Reproduce the records below with each "mask" switched to "outline", leaving everything else unchanged.
━━━ Data shown
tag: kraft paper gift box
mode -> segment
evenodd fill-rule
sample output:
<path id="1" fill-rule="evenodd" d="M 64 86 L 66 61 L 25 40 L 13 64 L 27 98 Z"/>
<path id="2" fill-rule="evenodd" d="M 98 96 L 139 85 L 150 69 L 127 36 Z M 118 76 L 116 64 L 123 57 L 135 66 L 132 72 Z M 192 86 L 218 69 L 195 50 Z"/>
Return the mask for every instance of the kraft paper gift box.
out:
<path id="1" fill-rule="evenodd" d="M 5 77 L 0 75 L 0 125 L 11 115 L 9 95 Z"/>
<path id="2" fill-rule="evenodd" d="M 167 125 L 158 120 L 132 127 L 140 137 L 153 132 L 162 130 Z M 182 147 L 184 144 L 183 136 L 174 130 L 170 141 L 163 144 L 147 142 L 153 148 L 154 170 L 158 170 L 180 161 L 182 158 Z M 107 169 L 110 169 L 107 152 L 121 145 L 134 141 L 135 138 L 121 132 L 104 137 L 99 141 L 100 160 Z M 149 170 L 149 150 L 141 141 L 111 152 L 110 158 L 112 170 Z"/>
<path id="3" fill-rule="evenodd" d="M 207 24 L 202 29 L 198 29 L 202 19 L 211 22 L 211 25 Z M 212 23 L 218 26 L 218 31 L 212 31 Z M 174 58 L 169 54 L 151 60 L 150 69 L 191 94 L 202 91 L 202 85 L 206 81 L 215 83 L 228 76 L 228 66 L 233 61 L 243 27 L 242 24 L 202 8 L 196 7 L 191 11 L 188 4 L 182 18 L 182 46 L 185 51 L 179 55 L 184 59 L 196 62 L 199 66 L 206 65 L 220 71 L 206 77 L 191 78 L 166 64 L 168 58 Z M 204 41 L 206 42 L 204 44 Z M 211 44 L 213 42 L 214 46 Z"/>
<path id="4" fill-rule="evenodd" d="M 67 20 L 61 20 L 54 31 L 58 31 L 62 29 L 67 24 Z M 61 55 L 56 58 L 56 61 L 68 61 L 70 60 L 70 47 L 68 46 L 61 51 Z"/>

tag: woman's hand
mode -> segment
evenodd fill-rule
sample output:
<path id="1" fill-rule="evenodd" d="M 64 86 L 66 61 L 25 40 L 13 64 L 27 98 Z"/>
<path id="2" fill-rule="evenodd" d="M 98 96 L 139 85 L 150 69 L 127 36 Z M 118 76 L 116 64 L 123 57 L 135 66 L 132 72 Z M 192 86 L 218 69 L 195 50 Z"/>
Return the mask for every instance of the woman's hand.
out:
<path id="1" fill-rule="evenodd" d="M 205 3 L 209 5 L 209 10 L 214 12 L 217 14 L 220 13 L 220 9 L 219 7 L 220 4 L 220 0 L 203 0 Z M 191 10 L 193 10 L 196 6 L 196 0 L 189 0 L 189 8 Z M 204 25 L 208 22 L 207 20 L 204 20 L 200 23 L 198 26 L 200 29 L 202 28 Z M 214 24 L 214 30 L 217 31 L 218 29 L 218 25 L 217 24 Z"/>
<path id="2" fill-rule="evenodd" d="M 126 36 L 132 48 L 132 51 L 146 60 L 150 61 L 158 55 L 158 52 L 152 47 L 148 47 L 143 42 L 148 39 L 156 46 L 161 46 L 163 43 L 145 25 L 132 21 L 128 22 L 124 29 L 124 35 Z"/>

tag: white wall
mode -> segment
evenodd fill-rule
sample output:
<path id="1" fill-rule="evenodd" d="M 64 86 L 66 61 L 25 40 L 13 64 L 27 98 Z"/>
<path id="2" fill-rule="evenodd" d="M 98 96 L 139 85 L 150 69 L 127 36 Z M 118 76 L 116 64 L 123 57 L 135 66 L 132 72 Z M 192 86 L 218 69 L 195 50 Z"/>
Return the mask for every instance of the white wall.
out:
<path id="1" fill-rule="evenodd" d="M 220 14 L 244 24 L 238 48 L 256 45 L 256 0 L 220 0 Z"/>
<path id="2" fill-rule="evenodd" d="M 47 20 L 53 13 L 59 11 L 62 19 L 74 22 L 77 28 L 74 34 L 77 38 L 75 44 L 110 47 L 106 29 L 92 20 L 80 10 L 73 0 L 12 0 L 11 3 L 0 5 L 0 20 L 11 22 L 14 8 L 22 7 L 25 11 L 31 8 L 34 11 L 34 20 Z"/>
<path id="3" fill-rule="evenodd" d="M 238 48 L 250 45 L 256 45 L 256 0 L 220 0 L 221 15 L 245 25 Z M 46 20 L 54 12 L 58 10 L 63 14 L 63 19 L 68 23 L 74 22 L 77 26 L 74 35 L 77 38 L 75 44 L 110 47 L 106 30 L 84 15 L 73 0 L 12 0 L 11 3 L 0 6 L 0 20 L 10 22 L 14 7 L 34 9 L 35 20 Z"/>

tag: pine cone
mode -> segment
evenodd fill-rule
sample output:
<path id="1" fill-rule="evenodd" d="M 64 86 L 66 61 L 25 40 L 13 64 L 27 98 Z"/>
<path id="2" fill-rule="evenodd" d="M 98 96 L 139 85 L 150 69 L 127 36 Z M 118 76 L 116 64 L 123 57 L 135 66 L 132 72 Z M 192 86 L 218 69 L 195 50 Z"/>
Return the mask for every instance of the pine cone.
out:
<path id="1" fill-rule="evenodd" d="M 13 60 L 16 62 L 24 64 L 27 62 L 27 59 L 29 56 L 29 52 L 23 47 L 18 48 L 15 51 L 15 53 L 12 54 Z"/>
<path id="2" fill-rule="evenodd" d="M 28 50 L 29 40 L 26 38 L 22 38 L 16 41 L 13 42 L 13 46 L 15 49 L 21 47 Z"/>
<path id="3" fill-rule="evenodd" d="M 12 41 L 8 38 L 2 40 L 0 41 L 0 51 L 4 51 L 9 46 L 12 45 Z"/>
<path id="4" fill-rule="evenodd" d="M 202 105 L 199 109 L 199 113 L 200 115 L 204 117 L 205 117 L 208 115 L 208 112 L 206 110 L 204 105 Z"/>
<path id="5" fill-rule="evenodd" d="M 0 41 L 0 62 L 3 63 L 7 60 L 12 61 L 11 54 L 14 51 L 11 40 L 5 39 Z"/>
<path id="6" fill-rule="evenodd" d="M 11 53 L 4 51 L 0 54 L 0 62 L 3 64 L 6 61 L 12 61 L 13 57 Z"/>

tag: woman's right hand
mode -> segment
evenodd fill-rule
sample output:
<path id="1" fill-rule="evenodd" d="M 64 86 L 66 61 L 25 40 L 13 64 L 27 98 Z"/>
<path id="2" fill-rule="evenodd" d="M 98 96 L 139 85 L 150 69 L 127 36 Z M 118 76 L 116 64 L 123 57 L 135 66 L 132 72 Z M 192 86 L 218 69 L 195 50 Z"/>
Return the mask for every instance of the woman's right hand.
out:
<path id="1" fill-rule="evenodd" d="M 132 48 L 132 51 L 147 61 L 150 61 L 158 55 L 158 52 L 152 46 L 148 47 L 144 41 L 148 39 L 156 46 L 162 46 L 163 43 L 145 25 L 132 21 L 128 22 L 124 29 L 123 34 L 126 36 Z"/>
━━━━━━
> **Written answer**
tag: kraft paper gift box
mode -> segment
evenodd fill-rule
sample output:
<path id="1" fill-rule="evenodd" d="M 64 86 L 66 61 L 25 40 L 13 64 L 27 98 Z"/>
<path id="2" fill-rule="evenodd" d="M 98 96 L 139 85 L 150 69 L 127 36 Z M 118 76 L 116 64 L 123 57 L 135 66 L 132 72 Z M 192 86 L 218 69 L 195 50 Z"/>
Return the outline for every instance of the kraft paper gift box.
out:
<path id="1" fill-rule="evenodd" d="M 5 77 L 0 75 L 0 125 L 11 115 L 9 95 Z"/>
<path id="2" fill-rule="evenodd" d="M 167 125 L 158 120 L 132 127 L 140 137 L 153 132 L 162 130 Z M 182 147 L 184 144 L 183 136 L 174 130 L 170 141 L 163 144 L 147 142 L 153 148 L 154 170 L 158 170 L 180 161 L 182 158 Z M 107 169 L 110 169 L 107 152 L 121 145 L 134 141 L 135 138 L 121 132 L 104 137 L 99 141 L 100 160 Z M 149 170 L 149 150 L 141 141 L 111 152 L 110 158 L 112 170 Z"/>
<path id="3" fill-rule="evenodd" d="M 207 24 L 202 29 L 198 29 L 202 19 L 211 22 L 211 25 Z M 212 23 L 218 26 L 218 31 L 212 31 Z M 174 58 L 169 54 L 151 60 L 150 69 L 191 94 L 202 91 L 202 85 L 206 81 L 215 83 L 228 76 L 228 66 L 233 61 L 243 27 L 242 24 L 202 8 L 196 7 L 191 11 L 188 4 L 182 18 L 182 46 L 185 51 L 179 55 L 184 59 L 196 62 L 199 66 L 206 65 L 220 71 L 206 77 L 191 78 L 166 64 L 168 58 Z M 204 41 L 206 42 L 204 44 Z M 211 44 L 213 42 L 214 46 Z"/>
<path id="4" fill-rule="evenodd" d="M 67 20 L 61 20 L 54 31 L 58 31 L 62 29 L 67 24 Z M 61 55 L 56 58 L 56 61 L 68 61 L 70 60 L 70 47 L 68 46 L 61 51 Z"/>

tag: woman's hand
mode -> segment
evenodd fill-rule
sample output:
<path id="1" fill-rule="evenodd" d="M 64 86 L 66 61 L 25 40 L 13 64 L 27 98 Z"/>
<path id="2" fill-rule="evenodd" d="M 98 96 L 139 85 L 150 69 L 127 36 Z M 118 76 L 116 64 L 123 57 L 135 66 L 132 72 Z M 192 86 L 218 69 L 195 50 Z"/>
Return the outline for every instance of the woman's hand.
out:
<path id="1" fill-rule="evenodd" d="M 205 3 L 209 5 L 209 10 L 214 12 L 217 14 L 220 13 L 220 9 L 219 7 L 220 4 L 220 0 L 203 0 Z M 191 10 L 193 10 L 196 6 L 196 0 L 189 0 L 189 8 Z M 204 25 L 208 22 L 207 20 L 204 20 L 200 23 L 198 26 L 200 29 L 202 28 Z M 214 24 L 214 30 L 217 31 L 218 29 L 218 25 L 217 24 Z"/>
<path id="2" fill-rule="evenodd" d="M 126 36 L 132 48 L 132 51 L 146 60 L 150 61 L 158 55 L 158 52 L 152 47 L 148 47 L 143 42 L 148 39 L 156 46 L 161 46 L 163 43 L 145 25 L 132 21 L 128 22 L 124 29 L 124 35 Z"/>

tag: white wall
mode -> segment
evenodd fill-rule
sample output:
<path id="1" fill-rule="evenodd" d="M 64 86 L 66 61 L 25 40 L 13 64 L 27 98 Z"/>
<path id="2" fill-rule="evenodd" d="M 98 96 L 139 85 L 150 69 L 127 36 Z M 118 76 L 116 64 L 123 57 L 135 66 L 132 72 Z M 192 86 L 218 69 L 195 50 Z"/>
Return the outline for every instance of the white wall.
out:
<path id="1" fill-rule="evenodd" d="M 220 14 L 244 24 L 238 48 L 256 45 L 256 0 L 220 0 Z"/>
<path id="2" fill-rule="evenodd" d="M 47 20 L 53 13 L 59 11 L 62 19 L 74 22 L 77 28 L 74 34 L 77 38 L 75 44 L 110 47 L 106 29 L 92 20 L 80 10 L 73 0 L 12 0 L 11 3 L 0 5 L 0 20 L 11 22 L 14 8 L 22 7 L 25 11 L 31 8 L 34 11 L 34 20 Z"/>
<path id="3" fill-rule="evenodd" d="M 238 48 L 250 45 L 256 45 L 256 0 L 220 0 L 221 15 L 245 25 Z M 46 20 L 54 12 L 58 10 L 63 14 L 63 19 L 68 23 L 74 22 L 77 26 L 74 35 L 77 38 L 75 44 L 110 47 L 106 30 L 84 15 L 73 0 L 12 0 L 11 3 L 0 6 L 0 20 L 10 22 L 14 7 L 34 9 L 35 20 Z"/>

tag: pine cone
mode -> segment
evenodd fill-rule
sample output:
<path id="1" fill-rule="evenodd" d="M 64 86 L 66 61 L 25 40 L 13 64 L 27 98 Z"/>
<path id="2" fill-rule="evenodd" d="M 98 96 L 139 85 L 150 69 L 127 36 Z M 118 76 L 116 64 L 123 57 L 135 66 L 132 72 Z M 192 86 L 218 69 L 195 50 Z"/>
Return the outline for every instance of the pine cone.
out:
<path id="1" fill-rule="evenodd" d="M 13 60 L 16 62 L 24 64 L 27 62 L 27 59 L 29 56 L 29 52 L 23 47 L 18 48 L 15 51 L 15 53 L 12 54 Z"/>
<path id="2" fill-rule="evenodd" d="M 28 50 L 29 40 L 26 38 L 22 38 L 16 41 L 13 42 L 13 46 L 15 49 L 21 47 Z"/>
<path id="3" fill-rule="evenodd" d="M 12 41 L 8 38 L 2 40 L 0 41 L 0 51 L 4 51 L 9 46 L 12 45 Z"/>
<path id="4" fill-rule="evenodd" d="M 202 105 L 199 109 L 199 113 L 200 115 L 204 117 L 205 117 L 208 115 L 208 112 L 206 110 L 204 105 Z"/>
<path id="5" fill-rule="evenodd" d="M 0 41 L 0 62 L 3 63 L 7 60 L 12 61 L 11 54 L 14 51 L 11 40 L 5 39 Z"/>
<path id="6" fill-rule="evenodd" d="M 11 53 L 4 51 L 0 54 L 0 62 L 3 64 L 6 61 L 12 61 L 13 57 Z"/>

tag: woman's right hand
mode -> segment
evenodd fill-rule
sample output:
<path id="1" fill-rule="evenodd" d="M 64 86 L 66 61 L 25 40 L 13 64 L 27 98 Z"/>
<path id="2" fill-rule="evenodd" d="M 98 96 L 139 85 L 150 69 L 127 36 Z M 118 76 L 116 64 L 123 57 L 135 66 L 132 72 Z M 192 86 L 218 69 L 195 50 Z"/>
Return the outline for every instance of the woman's right hand.
out:
<path id="1" fill-rule="evenodd" d="M 132 48 L 132 51 L 147 61 L 150 61 L 158 55 L 158 52 L 152 46 L 148 47 L 144 41 L 148 39 L 156 46 L 162 46 L 163 43 L 145 25 L 132 21 L 128 22 L 124 29 L 123 34 L 126 36 Z"/>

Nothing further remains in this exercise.